Unfortunately at this point on this journey leaving 1.0a untouched is no longer a feasible resolution. A 1.0b revision removing all ambiguity, in line with existing customer expectations, needs to be produced.
This just says you either don't know what the OGL was for or you don't know what the creative commons are.
The OGL is mostly irrelevant now. The entire SRD is now under a license managed by a not-for-profit 3rd party, and out of WotC's hands.
This is MORE than we were asking for.
Rollback Post to RevisionRollBack
I Cancelled my Master Tier Subscription January 12th 2023 because of "OGL" 1.1 - Resubscribed 28th of Jan, now the SRD is in CC-BY-4.0
Mate WotC is the same company that released a PHB with the concept of race essentialism (the idea that some races are naturally drawn to some moral believes) and released a book with ape people that were civilized by a powerful wizard and made into slaves (Hadozee). They have the worst track record of catching problematic material in the content they release why do you think they would be able to monitor other people's content?
If the worry is that people think WotC endorses hateful content they don't need to restrict the OGL but just better monitor the platforms that they own where people can release content. It doesn't matter that they have a restrictive OGL if someone can publish problematic material on D&DBeyond or on GM Guild and WotC content moderation team doesn't catch it. It would actually be worst for them with what was set on OGL1.2 because the headlines would be that WotC profited from hateful content until there was a public outcry.
Your hypothetical is also unrealistic, like how often do you see stories blaming DMV for car accidents involving people with drivers licenses? It would only be a problem if WotC sponsored the content and that is not how the OGL works.
Stop pretending you don't know exactly what's going to happen when somebody uses their explicitly granted chance to peddle their hatred using D&D and all y'all buy it like it's a Black Friday Super Deal.
How about you stop pretending there isn't a LONG and storied history of morality clauses and morality laws being weaponized against marginalized and vulnerable people. That there isn't a history of the simple existance of certain people being considered obscene. I don't know how you can watch what is happening to queer people, especially trains people, in the US right now and not understand how hard the reactionary pendulum is swinging, and how, if Wizards is allowed to become the sole arbiter of morality, all it would take is one change in management, or one pearly clutching stock holder to see that morality clause turned into a way to ban "undesirables" like queer people, or sex workers, or people of color, or anyone with an arrest record from working on any OGL project.

▶ **GIVEN DATA**

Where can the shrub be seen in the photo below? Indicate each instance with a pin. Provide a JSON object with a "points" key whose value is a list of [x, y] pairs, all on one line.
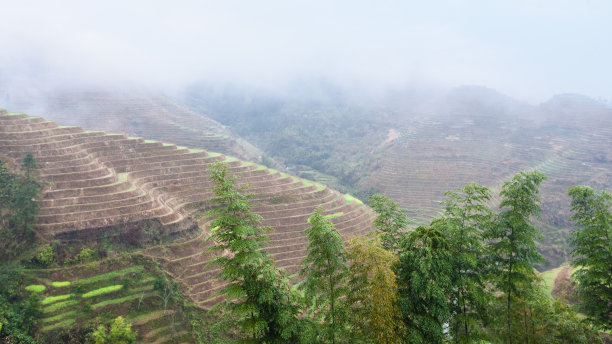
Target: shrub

▶ **TO BE DONE**
**a)** Reproduce the portion of the OGL forum thread that begins at "Unfortunately at this" and ends at "of WotC's hands.", copying it word for word.
**b)** Carry on the OGL forum thread from its final sentence.

▶ **SOLVED PROBLEMS**
**a)**
Unfortunately at this point on this journey leaving 1.0a untouched is no longer a feasible resolution. A 1.0b revision removing all ambiguity, in line with existing customer expectations, needs to be produced.
This just says you either don't know what the OGL was for or you don't know what the creative commons are.
The OGL is mostly irrelevant now. The entire SRD is now under a license managed by a not-for-profit 3rd party, and out of WotC's hands.

**b)**
I cannot highlight statements like these enough in light of where this thread has gone. It is legitimately wild to me that people would advocate for giving massive corporations such unrestricted power in the name of "protecting against hate speech". Especially in this situation since, the biggest controversy around racism in the TTRPG community recently came from WotC, the very same company these people are advocating to give all this power to. People like this seem to fail to understand that the reason these corporations exist is to make money. Appealing to minority groups or protecting against hate speech on their platforms is something that is done because it is now viewed as profitable to market to them. If the cultural attitudes towards minorities ever shifts to being more negative, those same corporations you want to give all this power to will turn around and use it to oppress those same minorities in order to appeal to the dominate cultural attitude.
Seriously, if this is something you haven't heard about before I would highly recommend looking into the criticisms made of pride month by people in the LGBTQ+ community - frequently dismissively referred to as "Rainbow Capitalism" - because it is a good example of this phenomenon. Or take a look at the history of the DSM and how being gay used to be classified as a mental disorder (the field I work in used to classify me simply existing as mental disorder, seriously!).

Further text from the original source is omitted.